◆ DOCUMENT EXCERPT ◆
%%

Although the use of regex is decided, how it is to be used still is not. Again we are faced with choices, search for all instances of characters in need of encoding, let's call it the "brute force" method, or eliminate all characters not needing encoding, the 'elimination game'. In many cases it is a toss up which way to go, six dozen of one, half of the other, but in this case, the later turns out to be the more efficent, as well as being more straight forward.

Let's talk about that last part first, being more straight forward. Consider the case of the percent sign, '%'. We can't very well create an all inclusive regular expression which involves the '%' sign because as soon as we encode the first character, the '%' sign in the encoded strings will start showing up as needing encoding again. Infinite loops are also not my idea of fun and to try to come up with some way around this problem that does not in itself cause even more problems would also not be fun.

On the other hand, going the other possible route, eliminating all characters not in need of encoding has a side benefit of, in this case, being more efficient.

Regarding the efficiency, a 'brute force' regex used to search for specific instances of target characters might look like this:

/([\s!"#$%&'()*+\/:;<=>?`{|}~\]\[\^\\])/

Don't worry though, since we aren't going to use it, you don't have to worry too much about understanding what it means other than knowing that ignoring the Regex opening and closing '/' characters, the Capture Group opening and closing '(' and ')' and the Class opening and closing '[' and ']', along with the numerous '\' character used to "escape" the following character, the rest of the characters would basically be used to make a character per character comparison with each character in the string to be searched.

With the almost 30 characters in that expression, the 'space', !, ", #, $, %, &, (, ), *, +, /, :, ;, <, =, >, ?, `, {, |, }, ~, ], [, ^ and finally the \, almost 30 base comparisons per search string would be required. Were there only a few, instead of close to 30, I'd be tempted to go that route but when the 30 base comparisons ends up being multiplied by the total number of characters being searched and also, since there is a much better way, this method gets a pass.

The common implementation of regular expressions

Regular Expressions support the specifying of not only specific characters or strings of characters that must be matched, as shown just previously but also, and more useful in our project, specifying a range of characters to be matched.

Although it may seem like searching through a string based on a range of characters is not much different than searching through a string for individual characters contained in an array, regex implementations can make one very important optimization.

%%

◆ DATA SECTION ◆
%%

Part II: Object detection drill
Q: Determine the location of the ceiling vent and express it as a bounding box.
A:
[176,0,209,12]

%%

◆ WHAT TO DO ◆
1. According to the regex passage, which character makes it impractical to build an all-inclusive regular expression?
2. State whether each statement below agrees with the regex passage. Answer yes or no for each, and quote the deciding words.
(a) The brute force method is judged the more efficient approach.
(b) The brute force expression involves almost 30 characters.
(c) The author plans to use the brute force regex.
3. The regex passage says certain characters can be set aside when reading the brute force expression. List every one of them.

◆ RESPONSE LIST ◆
1. The percent sign, '%'.

2.
(a) No: "in this case, the later turns out to be the more efficent, as well as being more straight forward."
(b) Yes: "With the almost 30 characters in that expression"
(c) No: "since we aren't going to use it"

3.
- The regex opening and closing '/' characters
- The capture group opening and closing '(' and ')'
- The class opening and closing '[' and ']'
- The '\' characters used to escape the following character